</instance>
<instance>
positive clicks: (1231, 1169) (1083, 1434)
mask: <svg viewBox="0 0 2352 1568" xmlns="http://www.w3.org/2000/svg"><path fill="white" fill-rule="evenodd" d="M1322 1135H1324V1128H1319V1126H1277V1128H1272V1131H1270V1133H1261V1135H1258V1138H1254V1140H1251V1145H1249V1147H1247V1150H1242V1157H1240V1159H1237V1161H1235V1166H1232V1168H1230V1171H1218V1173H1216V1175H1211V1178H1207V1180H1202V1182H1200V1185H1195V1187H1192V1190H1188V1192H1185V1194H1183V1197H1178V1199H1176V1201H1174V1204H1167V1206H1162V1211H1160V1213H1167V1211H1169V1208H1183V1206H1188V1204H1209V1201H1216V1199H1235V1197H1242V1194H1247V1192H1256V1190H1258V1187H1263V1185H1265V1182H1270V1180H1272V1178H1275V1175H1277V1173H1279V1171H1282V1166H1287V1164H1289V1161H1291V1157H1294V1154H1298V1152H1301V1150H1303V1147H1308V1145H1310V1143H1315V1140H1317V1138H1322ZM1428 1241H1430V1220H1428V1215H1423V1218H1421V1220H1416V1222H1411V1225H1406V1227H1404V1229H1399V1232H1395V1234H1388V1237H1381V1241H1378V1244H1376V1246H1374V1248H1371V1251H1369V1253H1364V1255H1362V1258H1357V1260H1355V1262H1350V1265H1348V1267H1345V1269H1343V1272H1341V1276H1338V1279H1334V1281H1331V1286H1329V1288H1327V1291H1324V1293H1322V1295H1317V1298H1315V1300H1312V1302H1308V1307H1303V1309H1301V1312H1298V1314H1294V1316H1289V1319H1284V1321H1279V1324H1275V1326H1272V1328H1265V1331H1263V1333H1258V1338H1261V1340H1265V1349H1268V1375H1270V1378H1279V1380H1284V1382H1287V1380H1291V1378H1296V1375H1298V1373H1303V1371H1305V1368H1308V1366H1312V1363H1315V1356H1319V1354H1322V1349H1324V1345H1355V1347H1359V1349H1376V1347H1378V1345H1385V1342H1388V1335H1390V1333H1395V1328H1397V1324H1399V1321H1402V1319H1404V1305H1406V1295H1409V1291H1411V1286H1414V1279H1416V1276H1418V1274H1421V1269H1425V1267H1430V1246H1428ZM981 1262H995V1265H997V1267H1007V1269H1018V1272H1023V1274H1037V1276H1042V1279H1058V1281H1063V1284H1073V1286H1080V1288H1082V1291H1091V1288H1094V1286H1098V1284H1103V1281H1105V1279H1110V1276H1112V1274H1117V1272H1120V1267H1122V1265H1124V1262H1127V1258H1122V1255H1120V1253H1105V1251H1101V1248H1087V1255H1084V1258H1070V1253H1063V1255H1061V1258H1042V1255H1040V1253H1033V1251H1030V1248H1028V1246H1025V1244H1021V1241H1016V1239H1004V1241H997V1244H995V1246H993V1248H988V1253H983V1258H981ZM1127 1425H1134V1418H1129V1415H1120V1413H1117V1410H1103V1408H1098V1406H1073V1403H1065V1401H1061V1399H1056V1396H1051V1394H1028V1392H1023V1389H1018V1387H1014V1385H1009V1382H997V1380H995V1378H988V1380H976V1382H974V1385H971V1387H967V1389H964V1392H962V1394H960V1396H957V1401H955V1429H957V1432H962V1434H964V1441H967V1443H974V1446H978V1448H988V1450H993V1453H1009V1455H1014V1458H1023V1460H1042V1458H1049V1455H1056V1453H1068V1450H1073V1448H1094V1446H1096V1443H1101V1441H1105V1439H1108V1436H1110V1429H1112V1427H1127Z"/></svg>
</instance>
* * *
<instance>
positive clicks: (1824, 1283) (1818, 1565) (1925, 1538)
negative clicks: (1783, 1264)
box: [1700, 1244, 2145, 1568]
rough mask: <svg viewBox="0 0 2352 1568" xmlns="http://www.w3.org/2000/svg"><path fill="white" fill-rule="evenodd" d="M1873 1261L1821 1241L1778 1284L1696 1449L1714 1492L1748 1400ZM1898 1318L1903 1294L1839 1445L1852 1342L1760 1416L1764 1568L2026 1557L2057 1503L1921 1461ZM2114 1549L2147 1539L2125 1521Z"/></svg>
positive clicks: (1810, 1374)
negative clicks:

▸ Required work
Search the entries above for the word "negative" and copy each line where it appears.

▸ Response
negative clicks: (1783, 1264)
negative clicks:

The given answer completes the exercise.